- _WHAT YOU NEED TO DO_
#1 From the passage about the Women's Land Army manual, list each thing the Welfare chapter promises the WLA rep will do.
#2 Does the passage about the Women's Land Army manual support each statement below? Answer yes or no, quoting the words that decide it.
(a) Volunteers had to be between 18 and 60.
(b) The manual calls fruit-spraying always pleasant.
(c) Every Land Girl had tea with her rep.
TEXT PROVIDED Start Marker
We tend to picture Land Girls on top of tractors and under haystacks, but they were needed in forestry, for timber measuring, in dairying, and for market gardens. Punches about the work aren't entirely pulled: Cucumber houses would be "very pleasant work in winter", but very hot in summer. Market-gardeners would have to endure "the interminable hoeing" and fruit-spraying was "not always pleasant".
But as you'd expect, the tone is upbeat. If cleaning out ditches sounds ghastly, there's the compensation of doing good work for your country. The chapter on Welfare promises that the Women's Land Army (WLA) rep will approve your billet, give info on local services such as library times and postal collections, and invite you to tea.
With hindsight, it all sounds rather rose-tinted, especially in view of some of the Land Girls' recollections in the BBC archive, People's War. Still, by the time 80,000 Land Girls had been enrolled in 1943, it's not surprising that some rarely saw their rep, let alone had tea with her.
Some chapters are full of details of rates of pay, insurance cover and forms that need filling in. No doubt, it was hoped to save time at enrolment. But there are other chapters - on the history of the WLA during WW1, the uniform and Making the Most of the Country - which make interesting reading for the casual reader today.
Volunteers had to be between 18 and 60, of "good physique", armed with a medical certificate, and look to the interviewer as if they were up to the job. Those who'd carried out the manual's suggestion of carrying full buckets of water for half an hour and pitching earth onto a breast-high shelf probably already had their own ideas on that.
"The trainee will not simply be used for the purpose of providing unskilled labour," says the manual reassuringly. The message was lost on some. Contributors to People's War describe farmers who provided barely a bed, little more than sandwiches to eat, and expected girls to work through heavy rain. The chapter, Hints and Tips, with its advice on how to deal with roughened hands, stepping on nails and animal bites conjures a picture of damp shoes, tight gumboots and heavy lifting.
TEXT PROVIDED End Marker
DATASET Start Marker
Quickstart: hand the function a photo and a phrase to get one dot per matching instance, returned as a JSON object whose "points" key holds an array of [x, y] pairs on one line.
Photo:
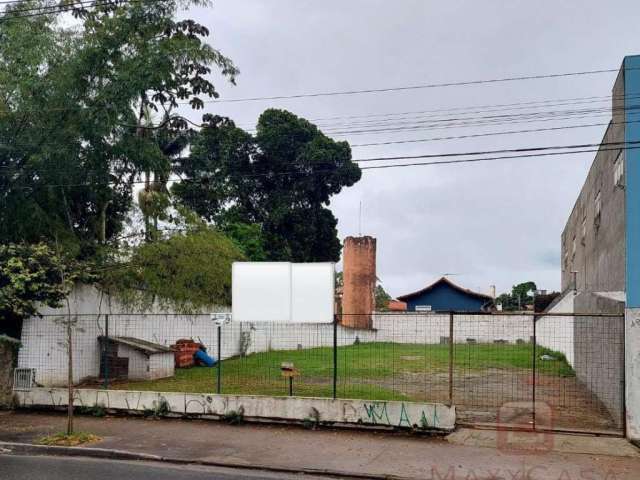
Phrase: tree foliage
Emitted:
{"points": [[74, 114], [185, 272], [281, 179], [521, 295], [382, 298], [33, 275]]}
DATASET End Marker
- _RESPONSES_
#1
- Approve your billet
- Give info on local services such as library times and postal collections
- Invite you to tea

#2
(a) Yes: "Volunteers had to be between 18 and 60"
(b) No: "fruit-spraying was "not always pleasant""
(c) No: "some rarely saw their rep, let alone had tea with her"